*ARBEITSAUFTRAG A*: Schreiben Sie aus dem Forenthread über PC-Gerüche die Passage von „# Der Duft des“ bis einschließlich „(nicht wie herkömmliche)“ wortgetreu ab.
*ARBEITSAUFTRAG B*: Setzen Sie den Forenthread über PC-Gerüche im Anschluss an seinen letzten Satz fort.

# Der Duft des PC



## moonlive (6. Oktober 2019)

In dem Thread geht es vorallem um Gerüche.
Habt ihr ein besonderen Duft den ihr besonderst mögt?

Oder einen Lieblingsgeruch? Meiner ist immoment  die neue verpackung von meinem "Top-Charger Netzadapter"
Die hat so einen ganz besonderst bestimmten Akzent von neuer Elektronik-Geräten. (nicht wie herkömmliche)
-------------------------------------------------------------------------------------------Thema 1---------------------------------------------------------------------------------------------
Was ich in dem Thread vorallem fragen wollte, woher kommt die "schlechte" Luft wenn der PC, 2-3 Tage am Stück läuft? Kennt ihr das? So ein bestimmtes Gefühl/Geruch von einem Rechnerraum?

*DARGESTELLTE DATEN*:
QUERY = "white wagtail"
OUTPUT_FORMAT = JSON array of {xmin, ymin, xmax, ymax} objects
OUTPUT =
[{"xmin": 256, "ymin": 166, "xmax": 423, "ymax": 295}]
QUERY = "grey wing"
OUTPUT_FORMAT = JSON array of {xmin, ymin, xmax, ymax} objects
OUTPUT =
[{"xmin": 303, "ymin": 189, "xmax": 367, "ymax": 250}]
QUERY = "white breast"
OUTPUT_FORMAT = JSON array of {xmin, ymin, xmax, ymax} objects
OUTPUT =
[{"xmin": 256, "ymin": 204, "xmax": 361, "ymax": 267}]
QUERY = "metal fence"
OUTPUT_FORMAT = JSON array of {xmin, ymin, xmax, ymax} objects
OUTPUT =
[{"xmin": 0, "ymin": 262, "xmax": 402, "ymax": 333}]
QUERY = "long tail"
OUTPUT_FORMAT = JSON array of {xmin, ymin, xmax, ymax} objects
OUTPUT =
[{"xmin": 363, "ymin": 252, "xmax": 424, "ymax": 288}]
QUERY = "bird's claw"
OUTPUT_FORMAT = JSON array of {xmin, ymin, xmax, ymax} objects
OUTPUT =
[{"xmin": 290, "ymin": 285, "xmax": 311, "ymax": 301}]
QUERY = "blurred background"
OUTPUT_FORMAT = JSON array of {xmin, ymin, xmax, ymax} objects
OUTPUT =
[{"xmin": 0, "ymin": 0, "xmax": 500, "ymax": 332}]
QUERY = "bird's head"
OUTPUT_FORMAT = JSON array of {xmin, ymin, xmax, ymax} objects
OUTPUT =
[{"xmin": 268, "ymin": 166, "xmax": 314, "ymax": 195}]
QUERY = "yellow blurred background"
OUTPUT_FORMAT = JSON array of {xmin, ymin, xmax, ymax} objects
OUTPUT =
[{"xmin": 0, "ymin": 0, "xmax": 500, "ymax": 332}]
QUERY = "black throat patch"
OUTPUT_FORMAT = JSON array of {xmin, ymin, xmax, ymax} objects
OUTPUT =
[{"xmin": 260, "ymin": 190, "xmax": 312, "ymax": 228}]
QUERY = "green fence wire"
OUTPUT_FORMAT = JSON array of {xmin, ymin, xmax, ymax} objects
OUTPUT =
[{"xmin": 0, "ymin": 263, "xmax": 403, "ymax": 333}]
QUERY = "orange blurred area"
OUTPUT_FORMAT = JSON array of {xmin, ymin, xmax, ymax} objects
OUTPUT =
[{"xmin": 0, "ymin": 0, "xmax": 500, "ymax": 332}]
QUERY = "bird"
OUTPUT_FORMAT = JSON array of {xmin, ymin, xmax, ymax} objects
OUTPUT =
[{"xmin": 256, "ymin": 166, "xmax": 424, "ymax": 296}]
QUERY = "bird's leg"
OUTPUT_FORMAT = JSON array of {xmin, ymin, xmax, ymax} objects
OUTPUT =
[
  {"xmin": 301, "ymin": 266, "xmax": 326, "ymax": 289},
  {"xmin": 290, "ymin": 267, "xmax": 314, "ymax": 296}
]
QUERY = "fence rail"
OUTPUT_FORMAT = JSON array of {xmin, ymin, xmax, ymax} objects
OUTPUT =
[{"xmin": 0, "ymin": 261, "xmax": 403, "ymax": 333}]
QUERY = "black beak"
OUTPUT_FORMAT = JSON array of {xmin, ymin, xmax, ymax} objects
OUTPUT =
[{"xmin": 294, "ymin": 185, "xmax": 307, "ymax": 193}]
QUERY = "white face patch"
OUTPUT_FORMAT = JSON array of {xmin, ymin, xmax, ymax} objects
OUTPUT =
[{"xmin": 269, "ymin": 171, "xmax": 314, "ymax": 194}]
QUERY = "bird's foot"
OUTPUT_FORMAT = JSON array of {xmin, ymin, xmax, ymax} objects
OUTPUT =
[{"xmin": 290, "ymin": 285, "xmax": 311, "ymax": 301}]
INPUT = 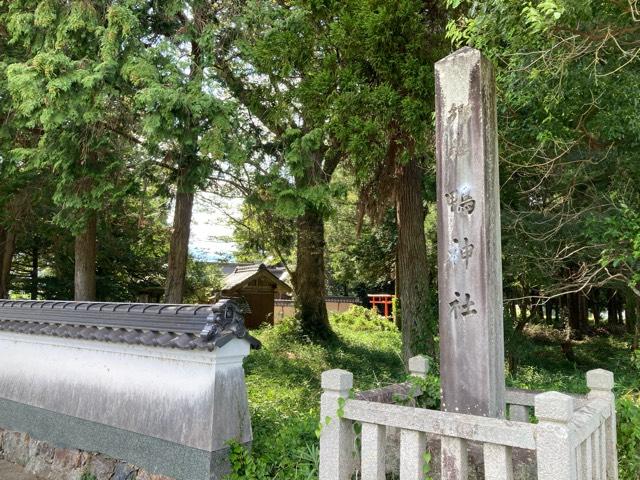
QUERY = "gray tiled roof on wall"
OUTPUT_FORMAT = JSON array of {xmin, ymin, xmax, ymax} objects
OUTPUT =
[{"xmin": 0, "ymin": 299, "xmax": 260, "ymax": 350}]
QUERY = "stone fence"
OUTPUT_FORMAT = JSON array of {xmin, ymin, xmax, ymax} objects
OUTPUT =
[
  {"xmin": 320, "ymin": 357, "xmax": 618, "ymax": 480},
  {"xmin": 0, "ymin": 300, "xmax": 259, "ymax": 480}
]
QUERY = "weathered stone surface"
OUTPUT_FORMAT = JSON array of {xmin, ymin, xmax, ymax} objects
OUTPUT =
[
  {"xmin": 136, "ymin": 470, "xmax": 172, "ymax": 480},
  {"xmin": 0, "ymin": 460, "xmax": 40, "ymax": 480},
  {"xmin": 2, "ymin": 431, "xmax": 29, "ymax": 466},
  {"xmin": 86, "ymin": 454, "xmax": 117, "ymax": 480},
  {"xmin": 111, "ymin": 462, "xmax": 138, "ymax": 480},
  {"xmin": 436, "ymin": 47, "xmax": 505, "ymax": 417}
]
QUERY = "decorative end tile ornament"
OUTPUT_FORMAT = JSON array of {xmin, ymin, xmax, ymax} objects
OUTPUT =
[{"xmin": 0, "ymin": 299, "xmax": 260, "ymax": 480}]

*LÖSUNG A*:
# Der Duft des PC



## moonlive (6. Oktober 2019)

In dem Thread geht es vorallem um Gerüche.
Habt ihr ein besonderen Duft den ihr besonderst mögt?

Oder einen Lieblingsgeruch? Meiner ist immoment  die neue verpackung von meinem "Top-Charger Netzadapter"
Die hat so einen ganz besonderst bestimmten Akzent von neuer Elektronik-Geräten. (nicht wie herkömmliche)

*LÖSUNG B*:
Ich bezeichne es ja gerne als Elektrosmog, aber die korrekte Bezeichnung ist wahrscheinlich verkehrt. Denke nicht das es "smog" sein kann,
aber wie bezeichnet man diese Art von Luft, und gibt es Gründe dafür, warum die Luft so unvergleichlich ist? Sind es erwärmte Moleküle vom Chipsatz, oder die Drahtspulen vom NT?
----------------------------------------------------------------------------
Thema 2: Ionisator
Ich habe so ein Gerät, es sollte zur verbesserung/ reinigung der Luft sein. Bin mir nicht sicher ob es was bringt aber aufjedenfall hat so ein Ionisator seinen ganz eigenen Geruch. Mögt ihr den?
Riecht irgendwie "metallisch" und kommt (physikalisch gesehen) aus der Steckdose.
Vielleicht ist das auch sowas ähnliches wie der Elektrosmog aus dem PC? 
Teilchen/ -Moleküle die irgendwie (-) Negativ gepolt werden? Wikipedia sagt dazu "Ozon oder Anionen" Es gibt auch einen Artikel zur "Beseitigung von elektrostatischer Aufladung"
Meine frage ist: "passt den diese Kombination PC+Ionisator?" Habe irgendwie bedenken wegen der Elektrischen Sicherheit/ Statik,"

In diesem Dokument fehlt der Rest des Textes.